START RECORDS SHOWN

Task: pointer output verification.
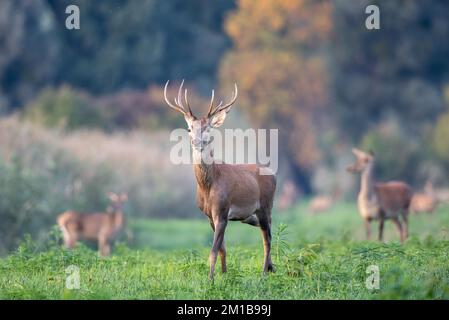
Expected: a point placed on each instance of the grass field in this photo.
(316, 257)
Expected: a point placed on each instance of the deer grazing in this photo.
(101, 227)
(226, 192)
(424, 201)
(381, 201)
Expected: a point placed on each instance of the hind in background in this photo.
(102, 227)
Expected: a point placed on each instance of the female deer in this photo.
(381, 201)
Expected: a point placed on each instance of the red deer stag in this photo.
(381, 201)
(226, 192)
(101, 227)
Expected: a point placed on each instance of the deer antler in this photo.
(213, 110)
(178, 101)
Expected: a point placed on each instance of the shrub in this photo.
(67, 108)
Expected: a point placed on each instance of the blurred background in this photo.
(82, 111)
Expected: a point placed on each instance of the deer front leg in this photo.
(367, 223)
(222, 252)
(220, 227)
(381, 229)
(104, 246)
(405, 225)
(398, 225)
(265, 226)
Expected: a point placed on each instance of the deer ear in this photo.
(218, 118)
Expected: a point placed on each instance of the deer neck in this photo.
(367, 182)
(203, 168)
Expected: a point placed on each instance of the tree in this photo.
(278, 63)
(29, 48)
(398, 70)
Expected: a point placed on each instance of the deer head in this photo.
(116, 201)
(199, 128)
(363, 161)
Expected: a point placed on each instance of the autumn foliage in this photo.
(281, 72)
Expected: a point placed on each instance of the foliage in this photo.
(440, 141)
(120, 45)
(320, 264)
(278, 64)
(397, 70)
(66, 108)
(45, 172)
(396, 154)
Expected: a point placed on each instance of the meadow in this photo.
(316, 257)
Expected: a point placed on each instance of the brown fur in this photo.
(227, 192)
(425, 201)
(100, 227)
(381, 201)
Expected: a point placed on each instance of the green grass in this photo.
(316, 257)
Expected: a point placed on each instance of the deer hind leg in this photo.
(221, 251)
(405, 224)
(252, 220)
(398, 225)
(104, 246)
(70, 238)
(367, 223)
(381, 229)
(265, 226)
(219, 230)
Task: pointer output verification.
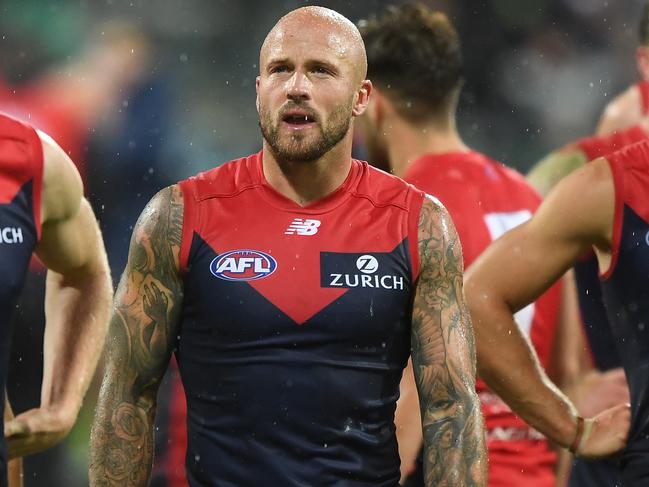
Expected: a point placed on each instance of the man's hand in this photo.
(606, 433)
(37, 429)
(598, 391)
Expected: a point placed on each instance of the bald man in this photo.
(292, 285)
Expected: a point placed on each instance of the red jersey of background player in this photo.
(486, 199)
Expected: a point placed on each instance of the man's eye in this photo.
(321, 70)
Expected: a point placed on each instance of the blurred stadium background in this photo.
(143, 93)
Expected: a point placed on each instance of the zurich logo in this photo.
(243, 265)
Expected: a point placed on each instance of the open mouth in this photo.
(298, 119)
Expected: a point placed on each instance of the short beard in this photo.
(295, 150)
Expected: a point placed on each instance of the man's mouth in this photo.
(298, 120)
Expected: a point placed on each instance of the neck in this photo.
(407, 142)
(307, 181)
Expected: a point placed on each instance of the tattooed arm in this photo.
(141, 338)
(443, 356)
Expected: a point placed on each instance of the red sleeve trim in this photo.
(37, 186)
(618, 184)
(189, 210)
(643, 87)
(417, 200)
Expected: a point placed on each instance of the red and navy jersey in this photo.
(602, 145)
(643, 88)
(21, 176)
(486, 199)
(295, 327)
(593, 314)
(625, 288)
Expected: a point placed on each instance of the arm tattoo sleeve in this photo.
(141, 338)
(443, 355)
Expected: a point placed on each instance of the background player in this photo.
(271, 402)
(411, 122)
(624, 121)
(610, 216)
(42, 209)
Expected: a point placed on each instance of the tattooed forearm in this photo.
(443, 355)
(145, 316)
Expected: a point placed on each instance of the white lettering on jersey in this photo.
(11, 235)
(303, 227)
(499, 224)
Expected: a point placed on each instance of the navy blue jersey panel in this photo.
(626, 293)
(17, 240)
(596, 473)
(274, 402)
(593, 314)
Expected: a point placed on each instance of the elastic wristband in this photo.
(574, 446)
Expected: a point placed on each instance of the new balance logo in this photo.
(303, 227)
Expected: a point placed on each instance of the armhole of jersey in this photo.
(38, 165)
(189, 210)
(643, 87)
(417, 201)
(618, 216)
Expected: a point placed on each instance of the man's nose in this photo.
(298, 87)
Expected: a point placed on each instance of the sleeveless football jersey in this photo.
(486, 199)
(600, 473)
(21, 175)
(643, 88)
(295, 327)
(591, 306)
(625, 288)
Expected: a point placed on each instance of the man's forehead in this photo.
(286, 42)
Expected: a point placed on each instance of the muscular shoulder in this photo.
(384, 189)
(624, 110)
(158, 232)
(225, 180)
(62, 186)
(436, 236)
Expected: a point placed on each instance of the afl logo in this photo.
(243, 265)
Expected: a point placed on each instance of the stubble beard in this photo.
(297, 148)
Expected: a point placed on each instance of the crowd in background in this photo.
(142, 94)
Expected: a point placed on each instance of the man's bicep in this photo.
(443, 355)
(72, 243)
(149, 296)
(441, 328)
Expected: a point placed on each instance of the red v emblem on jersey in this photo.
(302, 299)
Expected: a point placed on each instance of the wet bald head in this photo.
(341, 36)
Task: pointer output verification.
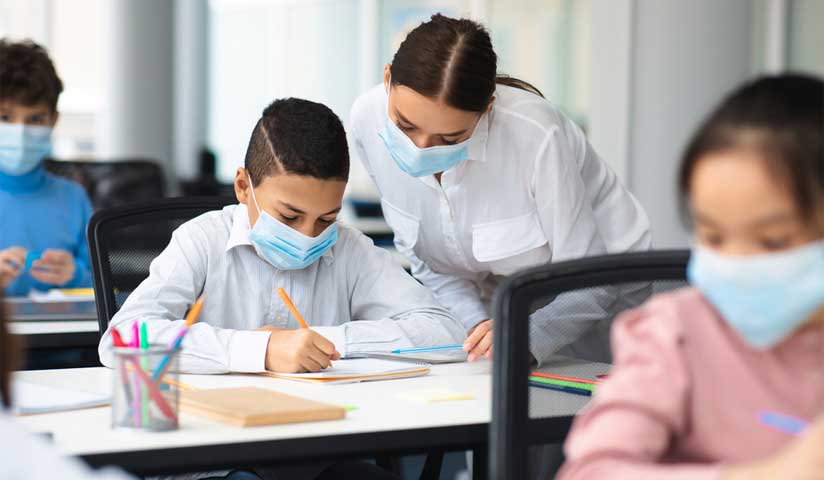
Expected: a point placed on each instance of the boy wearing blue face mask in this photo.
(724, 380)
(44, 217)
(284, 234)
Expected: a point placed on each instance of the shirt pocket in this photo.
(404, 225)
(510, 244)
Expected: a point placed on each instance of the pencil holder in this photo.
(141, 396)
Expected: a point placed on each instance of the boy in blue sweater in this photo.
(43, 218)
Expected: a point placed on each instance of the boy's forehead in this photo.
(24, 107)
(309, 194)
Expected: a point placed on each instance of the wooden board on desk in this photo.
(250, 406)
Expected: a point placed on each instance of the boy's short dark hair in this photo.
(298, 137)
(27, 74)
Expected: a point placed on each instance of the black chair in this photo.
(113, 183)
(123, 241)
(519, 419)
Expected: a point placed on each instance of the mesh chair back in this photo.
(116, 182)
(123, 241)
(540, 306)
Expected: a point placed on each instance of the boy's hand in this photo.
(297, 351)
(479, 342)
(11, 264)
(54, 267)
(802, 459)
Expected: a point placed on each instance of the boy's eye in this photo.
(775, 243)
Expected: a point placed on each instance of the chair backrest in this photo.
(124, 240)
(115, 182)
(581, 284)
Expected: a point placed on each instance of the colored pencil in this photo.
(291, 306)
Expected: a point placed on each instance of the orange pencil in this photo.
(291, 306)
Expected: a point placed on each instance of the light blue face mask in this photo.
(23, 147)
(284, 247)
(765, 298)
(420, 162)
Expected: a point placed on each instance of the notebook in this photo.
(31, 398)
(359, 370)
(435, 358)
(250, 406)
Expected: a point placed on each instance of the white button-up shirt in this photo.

END RECORDS SHOWN

DIRECTIONS FOR THIS TASK: Copy every record above exactly, leaving out any pictures.

SOLUTION:
Task: pointer output verification.
Expected: a point placed on each instance of the grass field in this photo.
(316, 257)
Expected: a point placed on each instance of the deer grazing in this photo.
(101, 227)
(226, 192)
(424, 201)
(381, 201)
Expected: a point placed on each instance of the hind in background in this photo.
(102, 227)
Expected: a point placed on each instance of the female deer in this photo.
(381, 201)
Expected: a point placed on each instance of the red deer stag in this photo.
(381, 201)
(226, 192)
(101, 227)
Expected: a point placed on each instance of the deer antler in this photo.
(213, 110)
(178, 101)
Expected: a point placed on each instance of the shrub in this photo.
(67, 108)
Expected: a point placed on each instance of the blurred background in this photo.
(82, 111)
Expected: a point placed on each instance of the deer front leg in this photo.
(367, 223)
(222, 252)
(220, 227)
(381, 229)
(104, 246)
(405, 225)
(398, 225)
(265, 226)
Expected: a point placed on each instance of the deer ear in this photo.
(218, 118)
Expected: a point placed on each instance of the deer neck in this photo.
(367, 182)
(203, 168)
Expected: a point placed on each instance of the tree in this photo.
(278, 63)
(29, 48)
(398, 70)
Expected: a point placed on each instance of the deer head in this photo.
(116, 201)
(199, 128)
(363, 161)
Expected: a point placed on each instance of the autumn foliage in this photo.
(281, 72)
Expected: a point placed on each instance of the foliage in this photo.
(440, 141)
(120, 45)
(320, 264)
(278, 64)
(397, 70)
(66, 108)
(45, 172)
(396, 154)
Expected: a point placed on each instance of the meadow in this photo.
(316, 257)
Expected: a point placed on each instance of the brown fur in this photo.
(227, 192)
(425, 201)
(100, 227)
(381, 201)
Expected: a point placed on each instance of the green grass in this photo.
(316, 257)
Expected: a point placed on each instance of the deer hind leg in this photo.
(221, 251)
(405, 224)
(252, 220)
(398, 225)
(104, 246)
(70, 238)
(367, 223)
(381, 229)
(265, 226)
(219, 230)
Task: pointer output verification.
Expected: a point placed on each instance of the man's hand in this photo.
(606, 433)
(37, 429)
(598, 391)
Expected: a point placed on each instance of the bald man in this photo.
(292, 285)
Expected: a point placed on each instance of the red jersey of background player in this photo.
(486, 199)
Expected: a point placed on each instance of the man's eye in this photo.
(321, 70)
Expected: a point placed on each instance of the blurred stadium background in this photo.
(143, 93)
Expected: a point placed on each instance of the zurich logo in this photo.
(243, 265)
Expected: a point placed on each instance of the open mouth in this photo.
(298, 119)
Expected: a point placed on each instance of the short beard in this photo.
(295, 150)
Expected: a point placed on each instance of the man's mouth in this photo.
(298, 120)
Expected: a point placed on each instance of the neck in this photo.
(407, 142)
(307, 181)
Expected: a point placed on each instance of the tattooed arm in this photo.
(141, 338)
(443, 356)
Expected: a point placed on each instance of the red sleeve trim in this photo.
(37, 186)
(618, 184)
(189, 210)
(643, 87)
(417, 200)
Expected: a point placed on each instance of the red and navy jersey in this photo.
(602, 145)
(643, 88)
(21, 176)
(486, 199)
(295, 327)
(593, 314)
(625, 288)
Expected: a point placed on each instance of the arm tattoo sleeve in this photo.
(141, 338)
(443, 355)
Expected: a point placed on each instance of the background player in this photo.
(271, 402)
(411, 122)
(624, 121)
(610, 216)
(42, 209)
Expected: a point placed on each instance of the tattooed forearm in this photo.
(443, 355)
(145, 316)
Expected: a point placed on each instance of the white lettering on jersey in this photo.
(11, 235)
(303, 227)
(499, 224)
Expected: a point placed on each instance of the navy blue jersey panel in this photo.
(626, 293)
(17, 240)
(596, 473)
(274, 402)
(593, 314)
Expected: a point placed on each instance of the elastic wristband in this photo.
(574, 446)
Expected: a point placed on each instance of the new balance logo in this photo.
(303, 227)
Expected: a point placed on each instance of the armhole of jersey in this photo.
(38, 165)
(189, 210)
(643, 87)
(417, 201)
(618, 216)
Expected: a point placed on each instance of the man's nose in this photo.
(298, 87)
Expected: a point placed on each instance of the sleeveless football jersey in this photo.
(486, 199)
(600, 473)
(21, 175)
(643, 88)
(295, 327)
(591, 306)
(625, 288)
Expected: a point placed on each instance of the man's forehead in this photo.
(286, 42)
Expected: a point placed on each instance of the muscular shoulder in this photo.
(384, 189)
(624, 110)
(158, 232)
(225, 180)
(62, 186)
(436, 236)
Expected: a point placed on each instance of the afl logo in this photo.
(243, 265)
Expected: a point placed on each instance of the stubble beard in this photo.
(297, 148)
Expected: a point placed on each instance of the crowd in background in this photo.
(142, 94)
Expected: a point placed on each instance of the man's bicep in this photo.
(443, 355)
(72, 243)
(149, 296)
(441, 328)
Expected: a point placed on each instance of the red v emblem on jersey in this photo.
(302, 299)
Expected: a point placed on each instance of the wet bald head in this photo.
(341, 36)
Task: pointer output verification.
Expected: a point placed on each instance of the boy wearing blue face mask in this photo.
(724, 380)
(44, 217)
(284, 234)
Expected: a point placed on each instance of the shirt pocket in this photo.
(404, 225)
(510, 244)
Expected: a point placed on each instance of the pencil holder in this photo.
(141, 396)
Expected: a point placed on each instance of the boy in blue sweater in this photo.
(43, 218)
Expected: a point placed on each instance of the boy's forehead in this photo.
(24, 107)
(309, 194)
Expected: a point placed on each instance of the wooden board on desk in this photo.
(250, 406)
Expected: a point placed on each instance of the boy's short dark hair in this photo.
(298, 137)
(27, 74)
Expected: a point placed on each instance of the black chair in this photo.
(113, 183)
(123, 241)
(519, 419)
Expected: a point placed on each instance of the mesh chair back in this photo.
(116, 182)
(123, 241)
(540, 306)
Expected: a point placed on each instance of the boy's hand in this photo.
(297, 351)
(479, 342)
(11, 264)
(54, 267)
(802, 459)
Expected: a point placed on each instance of the boy's eye in this photo.
(775, 243)
Expected: a point placed on each instance of the chair backrest in this photo.
(124, 240)
(115, 182)
(581, 284)
Expected: a point placed on each instance of the colored pencil in this photo.
(291, 306)
Expected: a point placed on each instance of the orange pencil in this photo.
(291, 306)
Expected: a point placed on each instance of the light blue face mask in this photo.
(23, 147)
(284, 247)
(765, 298)
(420, 162)
Expected: a point placed on each instance of the notebook in this photo.
(31, 398)
(359, 370)
(435, 358)
(250, 406)
Expected: a point placed on each instance of the white button-up shirt in this photo.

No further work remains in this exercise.